--- Activity ---
Look through the records below for lines containing the string "woman", and report how many there are, nothing else.

□ □ □

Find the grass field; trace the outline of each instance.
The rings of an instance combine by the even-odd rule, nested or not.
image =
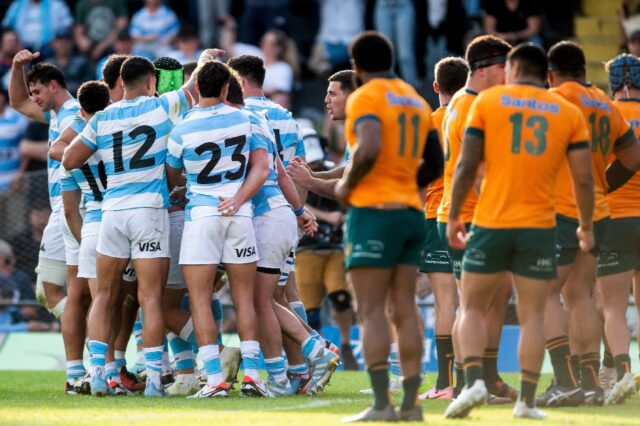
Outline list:
[[[281,399],[187,400],[143,397],[95,398],[65,396],[63,372],[0,372],[1,425],[335,425],[346,415],[369,404],[369,397],[358,390],[367,387],[364,373],[339,372],[327,391],[317,397]],[[433,383],[433,376],[429,376]],[[505,375],[512,385],[517,375]],[[549,381],[543,378],[543,386]],[[425,423],[438,425],[489,426],[531,424],[515,421],[511,406],[485,407],[462,421],[445,420],[446,402],[424,402]],[[547,410],[545,425],[639,425],[640,398],[635,396],[624,406]]]

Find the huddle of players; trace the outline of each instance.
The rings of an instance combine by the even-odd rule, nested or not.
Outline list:
[[[14,58],[13,106],[50,124],[53,213],[37,271],[47,306],[62,321],[67,393],[164,396],[169,331],[177,377],[168,392],[229,396],[235,374],[222,375],[215,300],[212,312],[221,264],[238,312],[241,395],[314,394],[338,365],[278,286],[298,227],[317,229],[284,171],[304,157],[297,124],[263,96],[259,58],[225,65],[216,60],[223,53],[204,51],[184,84],[180,65],[167,59],[156,68],[114,56],[105,82],[83,84],[78,101],[52,65],[36,64],[25,76],[38,53]],[[181,308],[185,289],[190,312]],[[124,359],[138,304],[146,384]],[[261,350],[266,382],[258,375]],[[202,387],[195,352],[204,363]]]
[[[635,391],[625,313],[640,265],[640,61],[607,64],[614,101],[588,83],[585,67],[572,42],[547,55],[487,36],[469,45],[466,63],[436,67],[445,171],[426,195],[421,269],[436,297],[439,374],[423,397],[453,398],[447,417],[506,397],[519,399],[514,416],[541,419],[536,405],[619,404]],[[496,368],[512,286],[519,397]],[[545,342],[554,380],[535,398]]]
[[[623,55],[607,65],[611,101],[586,81],[577,44],[558,43],[547,55],[533,44],[512,48],[482,36],[469,45],[466,62],[446,58],[438,64],[434,88],[441,108],[425,117],[428,106],[391,73],[388,40],[363,33],[351,55],[359,88],[346,102],[349,164],[303,179],[310,190],[351,205],[346,265],[374,405],[344,421],[422,419],[415,403],[415,341],[421,332],[410,326],[419,321],[415,302],[406,297],[413,287],[410,268],[404,268],[417,263],[413,243],[423,236],[421,269],[436,296],[439,377],[422,398],[452,399],[449,418],[466,417],[488,400],[517,401],[514,416],[532,419],[546,416],[536,405],[623,402],[634,392],[624,313],[640,264],[634,176],[640,143],[633,132],[640,113],[640,61]],[[442,153],[429,144],[431,128],[443,144],[440,182],[434,180],[441,170],[433,157]],[[420,152],[435,176],[415,161]],[[295,163],[290,170],[294,178],[305,176]],[[413,223],[413,212],[422,206],[418,187],[425,189],[426,229]],[[519,394],[504,384],[496,366],[514,286],[521,324]],[[397,411],[389,396],[387,294],[405,377]],[[598,377],[598,312],[611,354],[601,372],[608,376],[606,393]],[[545,342],[555,377],[536,399]]]

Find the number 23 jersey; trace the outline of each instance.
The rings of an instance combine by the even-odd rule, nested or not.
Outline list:
[[[169,207],[167,139],[189,106],[176,90],[113,103],[87,123],[80,140],[98,153],[109,182],[102,210]]]
[[[495,86],[471,105],[465,134],[484,140],[473,223],[553,228],[558,172],[569,150],[589,147],[580,110],[538,86]]]

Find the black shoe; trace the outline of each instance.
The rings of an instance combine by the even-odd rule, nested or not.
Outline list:
[[[416,405],[410,410],[398,410],[398,420],[401,422],[421,422],[422,421],[422,407]]]
[[[356,361],[356,357],[353,356],[353,350],[351,350],[351,346],[348,343],[340,346],[340,362],[342,362],[342,368],[345,371],[360,370],[358,361]]]
[[[602,388],[585,389],[583,404],[598,407],[604,405],[604,391]]]
[[[577,407],[584,401],[585,392],[582,388],[568,388],[552,382],[547,390],[536,398],[536,405],[538,407]]]
[[[175,382],[176,379],[173,377],[172,373],[168,373],[165,374],[164,376],[160,377],[160,383],[162,384],[162,387],[167,387],[169,386],[171,383]]]

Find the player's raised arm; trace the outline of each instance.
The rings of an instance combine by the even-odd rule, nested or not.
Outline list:
[[[256,149],[249,154],[249,172],[242,186],[231,198],[225,198],[218,205],[218,210],[225,216],[238,212],[240,206],[249,201],[269,177],[269,153],[264,149]]]
[[[193,73],[191,73],[191,77],[189,78],[189,80],[185,81],[184,85],[182,86],[182,90],[189,94],[187,98],[189,99],[189,103],[191,106],[197,104],[199,100],[199,94],[196,91],[196,80],[198,77],[199,69],[207,61],[215,61],[219,57],[224,56],[225,53],[226,52],[221,49],[205,49],[200,54],[200,58],[198,58],[198,67]]]
[[[66,170],[79,169],[97,151],[95,131],[97,118],[98,116],[94,115],[82,133],[65,149],[62,156],[62,167]]]
[[[422,153],[422,164],[418,169],[418,186],[425,188],[444,172],[444,153],[436,129],[427,135],[427,142]]]
[[[16,56],[13,57],[9,82],[9,101],[11,107],[19,113],[32,120],[47,123],[42,108],[31,100],[24,73],[25,65],[38,57],[40,57],[40,52],[31,53],[26,49],[16,53]]]

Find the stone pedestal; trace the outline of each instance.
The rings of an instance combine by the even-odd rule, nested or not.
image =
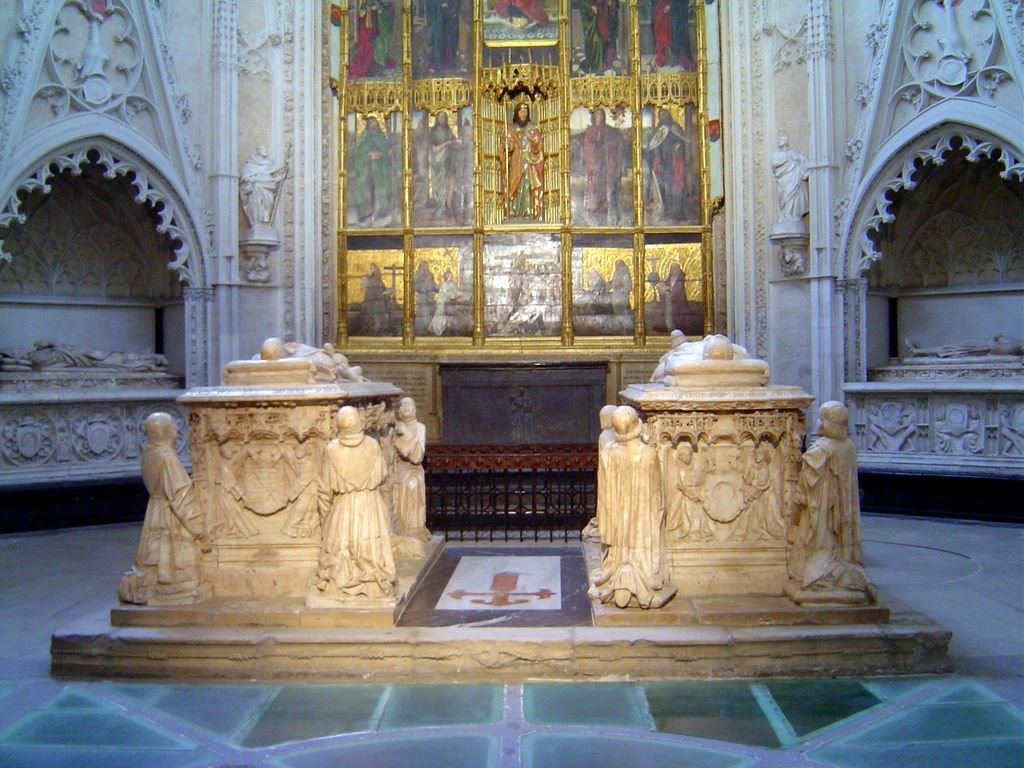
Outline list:
[[[674,381],[621,393],[661,460],[669,577],[680,595],[781,596],[813,398],[799,387]]]
[[[335,414],[353,405],[369,434],[394,422],[401,390],[352,382],[197,387],[189,408],[196,503],[213,551],[203,563],[216,598],[305,595],[320,549],[317,476]]]

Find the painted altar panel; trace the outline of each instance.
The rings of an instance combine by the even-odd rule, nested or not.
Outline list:
[[[482,0],[486,45],[531,46],[558,40],[557,0]]]
[[[380,238],[384,241],[396,239],[401,243],[400,238]],[[405,264],[402,249],[353,249],[350,245],[346,262],[349,333],[352,336],[400,336],[404,304],[402,273]]]
[[[412,276],[413,331],[417,336],[473,333],[473,240],[416,238]]]
[[[697,68],[695,8],[691,0],[640,0],[640,66],[645,72]]]
[[[679,329],[697,336],[704,327],[700,243],[648,244],[644,250],[644,321],[651,334]]]
[[[569,17],[573,75],[629,72],[629,6],[622,0],[572,3]]]
[[[558,240],[509,235],[484,245],[484,330],[489,336],[558,336],[562,320]]]
[[[569,118],[572,220],[580,226],[633,223],[633,117],[625,107],[577,107]]]
[[[643,108],[641,120],[646,223],[700,224],[697,106],[648,105]]]
[[[401,77],[401,8],[395,0],[349,3],[349,80]]]
[[[572,327],[577,336],[632,335],[632,264],[633,249],[627,238],[574,244]]]
[[[402,225],[402,119],[398,112],[350,114],[348,210],[352,228]]]
[[[423,0],[412,6],[413,77],[469,73],[472,0]]]
[[[472,110],[419,109],[412,116],[415,226],[473,223]]]

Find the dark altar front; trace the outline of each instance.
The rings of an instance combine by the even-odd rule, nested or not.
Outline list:
[[[597,442],[606,363],[445,363],[440,374],[443,443]]]

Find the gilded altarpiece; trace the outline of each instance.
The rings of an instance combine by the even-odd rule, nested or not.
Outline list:
[[[711,330],[716,13],[354,0],[330,19],[338,343],[625,349]]]

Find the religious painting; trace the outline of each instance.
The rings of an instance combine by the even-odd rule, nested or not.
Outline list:
[[[412,204],[416,226],[473,223],[471,109],[412,115]]]
[[[484,44],[543,45],[558,40],[557,0],[483,0]]]
[[[577,336],[631,336],[632,237],[577,242],[572,249],[573,332]]]
[[[473,239],[418,237],[413,261],[416,336],[472,336]]]
[[[558,336],[562,269],[557,238],[497,236],[484,244],[484,330],[488,336]]]
[[[621,75],[629,70],[629,9],[622,0],[572,3],[573,75]]]
[[[349,80],[397,80],[402,74],[402,5],[396,0],[349,4]]]
[[[694,72],[697,34],[690,0],[640,0],[640,67],[644,72]]]
[[[401,238],[370,238],[365,249],[349,241],[345,255],[350,336],[402,335]],[[394,243],[389,241],[394,240]],[[380,246],[380,247],[378,247]],[[394,246],[394,247],[388,247]]]
[[[422,0],[412,5],[413,77],[469,74],[471,0]]]
[[[700,224],[700,131],[696,105],[646,106],[641,125],[645,223]]]
[[[332,83],[335,79],[340,79],[341,72],[341,6],[337,3],[331,3],[330,7],[330,28],[328,36],[330,38],[330,50],[331,50],[331,80]]]
[[[525,95],[498,106],[498,219],[502,223],[557,222],[558,103]]]
[[[632,114],[577,107],[569,118],[572,220],[580,226],[633,223]]]
[[[644,248],[644,322],[649,334],[678,329],[704,333],[704,284],[701,244],[648,243]]]
[[[354,228],[402,226],[401,115],[350,114],[347,119],[348,200]]]

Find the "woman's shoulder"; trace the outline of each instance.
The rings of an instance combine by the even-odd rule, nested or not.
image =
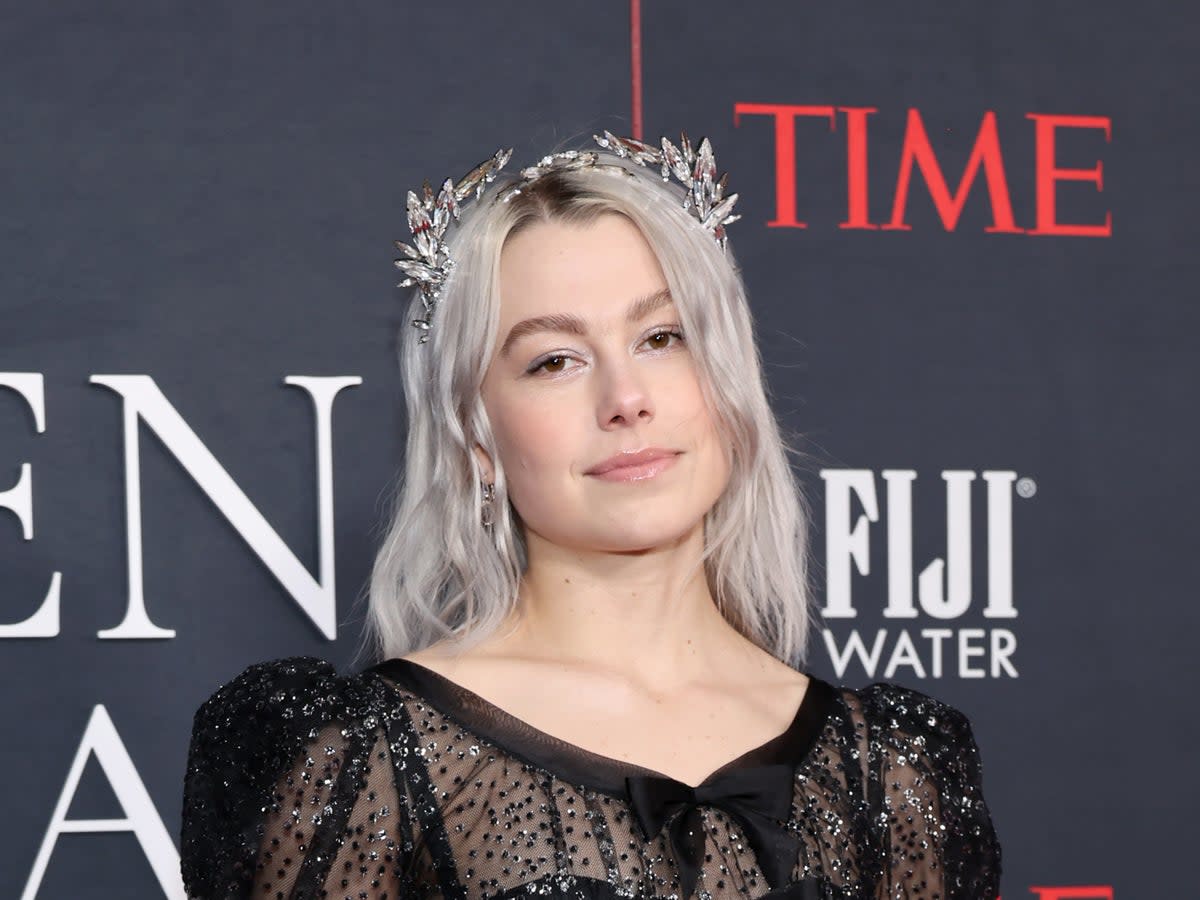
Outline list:
[[[963,786],[982,778],[982,757],[966,712],[930,693],[876,681],[838,687],[846,737],[886,769],[908,767]]]
[[[197,794],[210,778],[261,788],[323,729],[343,738],[369,727],[377,686],[361,674],[339,674],[314,656],[247,666],[220,684],[192,718],[187,787]],[[247,793],[254,793],[247,790]]]
[[[276,686],[308,685],[313,681],[336,675],[333,663],[316,656],[289,656],[267,659],[244,667],[232,677],[220,681],[201,704],[200,710],[238,705],[249,700],[260,702],[262,695]]]
[[[963,710],[916,688],[875,681],[837,690],[854,717],[872,731],[949,742],[971,739],[971,722]]]
[[[263,743],[278,746],[284,733],[363,718],[377,693],[363,674],[339,674],[333,663],[315,656],[265,660],[247,666],[201,703],[193,733],[239,738],[245,752]]]
[[[842,690],[866,726],[861,739],[874,785],[869,794],[875,815],[897,825],[889,831],[887,877],[907,873],[901,878],[905,885],[906,878],[928,879],[943,885],[944,896],[995,897],[1000,843],[984,797],[982,756],[966,713],[893,682]],[[909,832],[923,832],[929,843],[920,846],[932,852],[914,854],[911,840],[896,839]],[[935,860],[940,873],[930,868]],[[893,885],[893,890],[899,896],[900,889]]]
[[[347,738],[369,728],[379,701],[372,679],[339,674],[325,659],[257,662],[220,684],[196,709],[191,753],[210,772],[231,768],[242,773],[239,781],[263,778],[321,729],[336,725]]]
[[[252,863],[250,835],[278,799],[280,780],[320,760],[361,756],[379,738],[384,717],[376,713],[388,699],[367,673],[339,674],[312,656],[255,663],[205,699],[184,775],[181,862],[196,887],[189,896],[224,896]]]
[[[983,798],[983,758],[967,714],[938,697],[894,682],[842,688],[868,759],[893,788],[931,787],[944,806],[973,811],[975,836],[991,834]]]

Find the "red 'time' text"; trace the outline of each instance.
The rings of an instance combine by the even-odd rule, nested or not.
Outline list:
[[[974,147],[962,178],[951,193],[945,174],[938,162],[920,111],[908,110],[904,140],[901,145],[896,187],[892,198],[891,217],[886,222],[871,222],[868,208],[867,134],[870,116],[878,112],[869,106],[795,106],[783,103],[736,103],[734,125],[743,116],[770,116],[775,125],[775,217],[767,223],[773,228],[807,228],[796,210],[796,120],[823,118],[836,131],[839,119],[845,123],[846,134],[846,220],[839,228],[882,231],[910,231],[905,223],[909,187],[914,169],[920,173],[930,197],[947,231],[953,231],[967,201],[971,185],[982,171],[991,206],[992,224],[984,228],[991,233],[1029,234],[1038,236],[1110,237],[1112,212],[1106,211],[1104,222],[1080,223],[1060,221],[1056,205],[1059,182],[1085,181],[1104,190],[1104,164],[1096,160],[1090,168],[1067,168],[1057,162],[1055,149],[1060,129],[1098,129],[1105,143],[1112,140],[1112,121],[1107,116],[1068,116],[1027,113],[1033,122],[1035,222],[1031,228],[1017,225],[1013,217],[1009,180],[1000,152],[1000,135],[996,114],[988,110],[983,115]]]

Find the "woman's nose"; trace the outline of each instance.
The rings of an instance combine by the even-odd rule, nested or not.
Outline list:
[[[632,363],[610,367],[599,380],[597,416],[601,428],[645,422],[654,417],[650,389]]]

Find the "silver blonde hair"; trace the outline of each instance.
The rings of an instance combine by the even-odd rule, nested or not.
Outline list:
[[[407,323],[423,315],[413,291],[400,335],[408,412],[406,454],[371,573],[360,651],[388,659],[443,638],[461,649],[494,633],[515,609],[527,557],[520,519],[481,386],[500,315],[505,241],[538,222],[630,219],[654,251],[675,298],[685,341],[731,464],[705,514],[700,560],[717,608],[741,634],[793,667],[807,658],[812,587],[808,509],[767,400],[746,291],[732,247],[722,250],[683,208],[683,188],[656,169],[602,152],[611,170],[556,170],[507,202],[516,178],[497,179],[447,233],[455,266],[418,344]],[[495,461],[494,525],[480,524],[478,442]]]

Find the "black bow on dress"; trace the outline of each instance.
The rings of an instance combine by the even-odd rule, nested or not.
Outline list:
[[[791,766],[778,764],[734,769],[694,788],[665,776],[630,775],[625,790],[647,837],[670,823],[668,837],[679,865],[680,894],[686,900],[700,877],[704,853],[699,819],[691,815],[699,806],[715,806],[735,817],[770,887],[787,884],[800,852],[799,836],[787,830],[794,778]]]

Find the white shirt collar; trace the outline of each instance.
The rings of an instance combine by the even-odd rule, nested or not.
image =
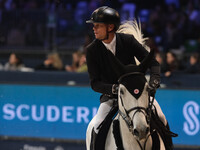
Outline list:
[[[102,41],[103,42],[103,41]],[[114,38],[112,39],[112,41],[110,43],[104,43],[105,47],[110,50],[114,55],[116,53],[116,34],[114,35]]]

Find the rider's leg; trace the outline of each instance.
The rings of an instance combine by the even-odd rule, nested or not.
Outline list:
[[[99,132],[99,125],[104,121],[113,106],[113,99],[100,104],[94,123],[94,131]]]
[[[99,132],[99,126],[104,121],[108,113],[110,112],[113,106],[113,103],[114,103],[114,99],[110,99],[108,101],[101,103],[99,106],[99,109],[95,117],[94,128],[92,129],[90,150],[95,150],[95,142],[96,142],[97,134]]]
[[[166,119],[165,115],[163,114],[162,109],[161,109],[160,105],[158,104],[158,102],[156,101],[156,99],[154,99],[153,105],[155,106],[155,108],[157,110],[157,113],[158,113],[160,120],[166,126],[167,125],[167,119]],[[153,107],[153,109],[154,109],[154,107]]]

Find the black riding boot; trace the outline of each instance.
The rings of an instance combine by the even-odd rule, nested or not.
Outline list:
[[[90,143],[90,150],[95,150],[95,141],[96,141],[97,134],[94,131],[94,128],[92,129],[91,134],[91,143]]]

□ □ □

--- Completed exercise ---
2